Stored records
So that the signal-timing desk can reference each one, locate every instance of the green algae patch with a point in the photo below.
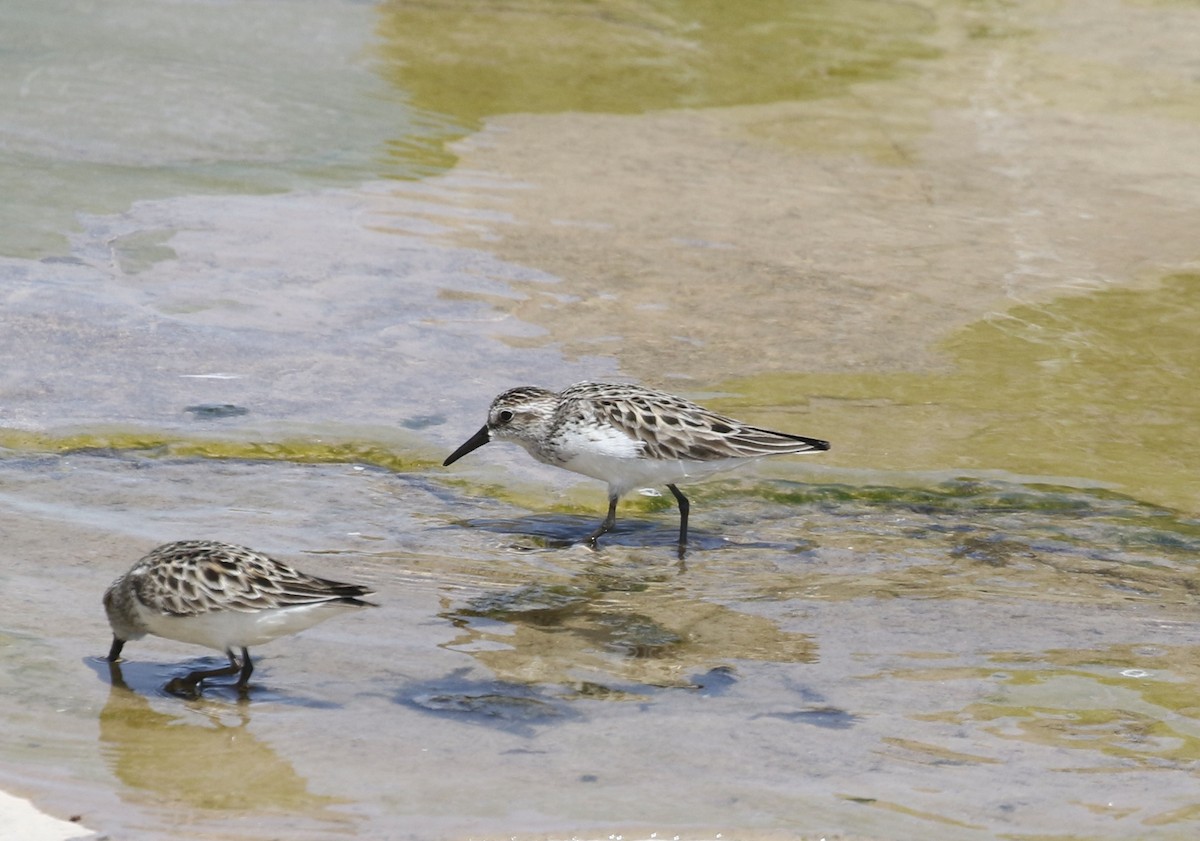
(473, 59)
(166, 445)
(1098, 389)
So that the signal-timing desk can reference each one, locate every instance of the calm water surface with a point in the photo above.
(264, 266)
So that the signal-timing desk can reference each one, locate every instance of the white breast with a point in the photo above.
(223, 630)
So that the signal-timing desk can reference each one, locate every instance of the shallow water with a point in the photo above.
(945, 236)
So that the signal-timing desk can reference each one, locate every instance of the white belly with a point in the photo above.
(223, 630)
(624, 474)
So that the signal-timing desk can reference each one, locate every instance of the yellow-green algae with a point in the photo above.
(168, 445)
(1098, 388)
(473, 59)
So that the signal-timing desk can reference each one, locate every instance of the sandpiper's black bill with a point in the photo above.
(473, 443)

▶ What is expected
Restate the records above in full, word for word. Keep pictures out.

▶ Result for this exercise
So that the signal-timing desk can reference each one, locate every instance of the green algae patch with a point in the photo below.
(473, 59)
(166, 445)
(1098, 389)
So that the signal-timing desk can reference each one, locate every instance of the calm water surface with a point in the photo above.
(264, 266)
So that the signal-timing desk can reference each one, locate every instance of the white breast with a point in the photo above.
(223, 630)
So that the signal-timing desk can reference each one, locate every instance of the shallow water with a point in the photo above.
(945, 236)
So that the signal-timing desk can reference each one, locate every instance of the white belly with a point in the photo above.
(223, 630)
(624, 474)
So that the signal-timing desk can reference each one, locate every instance of the yellow-green algae with a point in the photo above.
(168, 445)
(1098, 388)
(473, 59)
So that the signal-timing desk can reference each one, locate every instance of the sandpiper's black bill with a point in the photo above.
(473, 443)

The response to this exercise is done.